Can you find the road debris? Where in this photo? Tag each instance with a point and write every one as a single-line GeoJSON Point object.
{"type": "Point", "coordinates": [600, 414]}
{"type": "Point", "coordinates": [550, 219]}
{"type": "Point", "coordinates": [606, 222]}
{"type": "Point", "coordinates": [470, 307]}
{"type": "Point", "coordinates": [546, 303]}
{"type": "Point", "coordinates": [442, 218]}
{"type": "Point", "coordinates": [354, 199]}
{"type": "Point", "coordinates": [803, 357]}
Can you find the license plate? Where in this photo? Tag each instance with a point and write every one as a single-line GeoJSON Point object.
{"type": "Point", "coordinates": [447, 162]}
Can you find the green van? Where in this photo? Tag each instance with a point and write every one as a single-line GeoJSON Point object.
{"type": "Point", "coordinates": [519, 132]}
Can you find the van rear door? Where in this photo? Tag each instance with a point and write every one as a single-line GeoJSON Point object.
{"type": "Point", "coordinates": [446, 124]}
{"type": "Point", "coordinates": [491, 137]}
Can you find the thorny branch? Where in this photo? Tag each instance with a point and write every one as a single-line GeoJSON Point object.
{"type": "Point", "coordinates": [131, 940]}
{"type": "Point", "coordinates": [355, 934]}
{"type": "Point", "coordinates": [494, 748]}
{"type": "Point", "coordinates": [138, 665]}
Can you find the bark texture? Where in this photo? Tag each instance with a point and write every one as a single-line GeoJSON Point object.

______

§ **Task details**
What is needed is an exact copy of the lines from the one containing "Can you find the thorny" through the final line of the data, both included, and nothing more.

§ **Completed exercise**
Can you find the thorny branch? Where in this photo? Tag each instance with a point and write every one as a single-line GeoJSON Point object.
{"type": "Point", "coordinates": [131, 940]}
{"type": "Point", "coordinates": [355, 934]}
{"type": "Point", "coordinates": [494, 748]}
{"type": "Point", "coordinates": [138, 665]}
Can you find the bark texture? Where in this photo? Tag each instance with a point and write every one as a single-line GeoJSON Point object.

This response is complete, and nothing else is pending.